↓

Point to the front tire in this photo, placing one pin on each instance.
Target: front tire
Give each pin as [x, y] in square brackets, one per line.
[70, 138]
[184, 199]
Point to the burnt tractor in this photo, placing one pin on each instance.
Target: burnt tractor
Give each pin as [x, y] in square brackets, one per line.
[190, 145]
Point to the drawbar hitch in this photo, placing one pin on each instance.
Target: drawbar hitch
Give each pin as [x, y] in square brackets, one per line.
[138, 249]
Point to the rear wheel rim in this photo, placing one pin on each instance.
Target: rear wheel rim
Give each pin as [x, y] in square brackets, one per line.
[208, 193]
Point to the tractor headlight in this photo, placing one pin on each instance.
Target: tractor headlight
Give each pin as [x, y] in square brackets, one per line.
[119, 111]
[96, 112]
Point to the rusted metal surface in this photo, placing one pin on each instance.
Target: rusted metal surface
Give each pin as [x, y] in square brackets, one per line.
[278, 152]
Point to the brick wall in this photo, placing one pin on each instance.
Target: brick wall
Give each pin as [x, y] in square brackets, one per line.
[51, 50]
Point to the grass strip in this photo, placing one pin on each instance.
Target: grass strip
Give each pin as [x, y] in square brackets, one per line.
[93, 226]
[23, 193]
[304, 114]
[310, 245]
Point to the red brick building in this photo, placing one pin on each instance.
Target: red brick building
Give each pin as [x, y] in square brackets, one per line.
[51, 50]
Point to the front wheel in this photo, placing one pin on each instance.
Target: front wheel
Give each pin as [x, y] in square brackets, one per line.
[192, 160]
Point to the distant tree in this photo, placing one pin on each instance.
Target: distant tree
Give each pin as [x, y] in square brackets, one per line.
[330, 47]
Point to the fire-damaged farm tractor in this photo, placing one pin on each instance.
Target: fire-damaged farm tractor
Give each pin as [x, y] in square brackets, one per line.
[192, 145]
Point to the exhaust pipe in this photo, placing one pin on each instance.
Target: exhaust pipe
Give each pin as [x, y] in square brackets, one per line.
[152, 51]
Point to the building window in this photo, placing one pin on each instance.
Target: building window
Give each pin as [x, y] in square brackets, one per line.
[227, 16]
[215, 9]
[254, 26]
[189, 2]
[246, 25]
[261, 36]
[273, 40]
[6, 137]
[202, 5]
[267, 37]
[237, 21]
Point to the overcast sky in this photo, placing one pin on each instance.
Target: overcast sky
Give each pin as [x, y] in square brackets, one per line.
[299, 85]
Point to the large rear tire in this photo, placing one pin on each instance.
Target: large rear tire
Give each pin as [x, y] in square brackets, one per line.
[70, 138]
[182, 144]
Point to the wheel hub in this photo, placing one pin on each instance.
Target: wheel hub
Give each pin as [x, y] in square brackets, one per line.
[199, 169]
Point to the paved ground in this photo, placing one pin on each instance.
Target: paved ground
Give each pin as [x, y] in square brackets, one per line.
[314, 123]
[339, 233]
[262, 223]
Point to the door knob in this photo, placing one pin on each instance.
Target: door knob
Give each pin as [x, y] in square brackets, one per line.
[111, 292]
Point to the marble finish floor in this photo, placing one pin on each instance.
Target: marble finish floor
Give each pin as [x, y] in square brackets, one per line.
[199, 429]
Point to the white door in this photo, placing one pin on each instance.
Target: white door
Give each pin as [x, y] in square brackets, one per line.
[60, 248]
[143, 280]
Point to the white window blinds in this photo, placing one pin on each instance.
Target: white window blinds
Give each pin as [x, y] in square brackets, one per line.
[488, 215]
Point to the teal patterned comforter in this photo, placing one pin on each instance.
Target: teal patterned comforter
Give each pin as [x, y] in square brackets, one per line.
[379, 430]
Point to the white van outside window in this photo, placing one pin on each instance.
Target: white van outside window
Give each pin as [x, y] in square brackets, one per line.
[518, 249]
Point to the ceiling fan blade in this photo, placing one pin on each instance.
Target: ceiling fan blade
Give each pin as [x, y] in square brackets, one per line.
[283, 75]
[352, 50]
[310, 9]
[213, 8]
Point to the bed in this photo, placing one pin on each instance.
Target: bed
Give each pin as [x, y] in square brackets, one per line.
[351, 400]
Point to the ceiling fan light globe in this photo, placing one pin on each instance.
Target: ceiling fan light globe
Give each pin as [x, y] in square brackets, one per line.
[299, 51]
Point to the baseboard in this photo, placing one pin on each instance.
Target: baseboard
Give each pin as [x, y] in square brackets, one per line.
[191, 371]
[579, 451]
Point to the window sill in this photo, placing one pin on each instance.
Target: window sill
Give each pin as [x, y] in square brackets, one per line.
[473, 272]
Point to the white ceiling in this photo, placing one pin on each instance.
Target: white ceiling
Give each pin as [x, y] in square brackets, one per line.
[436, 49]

↑

_WHAT IS BEING ASKED_
Copy out word for word the lines from the one that contains "Point to the white ceiling" through the last line, including both.

_COMPLETE OUTPUT_
Point to the white ceiling in this photo, placing one pin on each instance.
Target: white ceiling
Give each pin as [x, y] in square brackets, one per line.
[436, 49]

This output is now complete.